SET EXERCISE: Please find each line in the records below that contains the word "blue", and copy those lines.

RECORDED DATA:

********************

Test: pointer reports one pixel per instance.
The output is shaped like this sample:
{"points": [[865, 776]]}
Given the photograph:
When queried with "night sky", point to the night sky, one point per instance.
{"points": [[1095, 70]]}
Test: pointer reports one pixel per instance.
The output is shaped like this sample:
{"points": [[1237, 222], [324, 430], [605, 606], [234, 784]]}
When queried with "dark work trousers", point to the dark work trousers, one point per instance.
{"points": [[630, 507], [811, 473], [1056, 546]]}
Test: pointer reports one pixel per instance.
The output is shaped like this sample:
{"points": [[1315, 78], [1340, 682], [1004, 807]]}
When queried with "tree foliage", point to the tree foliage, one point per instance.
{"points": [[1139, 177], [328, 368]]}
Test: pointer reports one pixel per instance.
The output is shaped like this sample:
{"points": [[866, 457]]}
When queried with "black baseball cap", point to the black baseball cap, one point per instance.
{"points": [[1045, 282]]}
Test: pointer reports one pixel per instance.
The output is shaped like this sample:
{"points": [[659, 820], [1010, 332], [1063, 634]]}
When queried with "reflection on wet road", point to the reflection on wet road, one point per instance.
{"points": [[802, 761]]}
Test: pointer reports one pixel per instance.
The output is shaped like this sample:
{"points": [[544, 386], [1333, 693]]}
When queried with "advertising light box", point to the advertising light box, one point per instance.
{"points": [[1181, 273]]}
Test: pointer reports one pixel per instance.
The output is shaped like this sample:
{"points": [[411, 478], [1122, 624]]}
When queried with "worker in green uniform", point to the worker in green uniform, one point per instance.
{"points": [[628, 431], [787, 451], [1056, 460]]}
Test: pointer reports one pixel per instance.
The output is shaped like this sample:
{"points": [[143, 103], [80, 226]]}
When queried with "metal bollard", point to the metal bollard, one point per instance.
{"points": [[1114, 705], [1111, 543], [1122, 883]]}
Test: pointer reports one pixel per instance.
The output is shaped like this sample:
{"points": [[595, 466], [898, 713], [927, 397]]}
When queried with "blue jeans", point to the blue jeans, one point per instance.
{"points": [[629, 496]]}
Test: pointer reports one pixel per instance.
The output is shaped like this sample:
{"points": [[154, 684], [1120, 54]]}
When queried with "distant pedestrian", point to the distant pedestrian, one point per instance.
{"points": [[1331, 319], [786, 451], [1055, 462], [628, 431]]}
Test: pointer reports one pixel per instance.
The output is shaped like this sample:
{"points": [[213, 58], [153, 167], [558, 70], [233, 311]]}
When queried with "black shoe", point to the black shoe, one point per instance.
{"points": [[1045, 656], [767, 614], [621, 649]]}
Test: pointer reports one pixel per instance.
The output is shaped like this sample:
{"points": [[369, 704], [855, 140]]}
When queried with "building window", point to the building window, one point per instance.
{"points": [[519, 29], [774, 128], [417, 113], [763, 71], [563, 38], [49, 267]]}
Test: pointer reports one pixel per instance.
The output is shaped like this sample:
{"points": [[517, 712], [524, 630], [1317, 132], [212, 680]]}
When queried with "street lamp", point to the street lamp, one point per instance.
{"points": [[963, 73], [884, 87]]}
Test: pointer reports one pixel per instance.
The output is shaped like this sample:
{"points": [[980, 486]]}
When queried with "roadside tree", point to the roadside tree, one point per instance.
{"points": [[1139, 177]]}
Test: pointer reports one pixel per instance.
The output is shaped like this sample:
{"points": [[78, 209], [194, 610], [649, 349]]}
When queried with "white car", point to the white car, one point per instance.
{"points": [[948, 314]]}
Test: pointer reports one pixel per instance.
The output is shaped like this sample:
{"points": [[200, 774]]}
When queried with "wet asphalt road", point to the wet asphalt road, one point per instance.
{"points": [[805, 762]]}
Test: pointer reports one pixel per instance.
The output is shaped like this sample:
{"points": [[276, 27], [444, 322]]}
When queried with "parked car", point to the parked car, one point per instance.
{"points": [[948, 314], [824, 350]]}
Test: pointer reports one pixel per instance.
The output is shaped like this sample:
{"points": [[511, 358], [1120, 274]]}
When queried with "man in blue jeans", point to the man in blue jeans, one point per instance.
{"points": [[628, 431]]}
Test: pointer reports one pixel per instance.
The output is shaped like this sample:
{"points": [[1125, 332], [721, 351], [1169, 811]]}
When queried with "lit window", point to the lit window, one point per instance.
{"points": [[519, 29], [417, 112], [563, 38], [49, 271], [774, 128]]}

********************

TASK ANSWER:
When queried with "blue jeans", point to the blue jeans, one point per instance.
When queried with "man in blue jeans", point to the man in blue jeans, one point per instance.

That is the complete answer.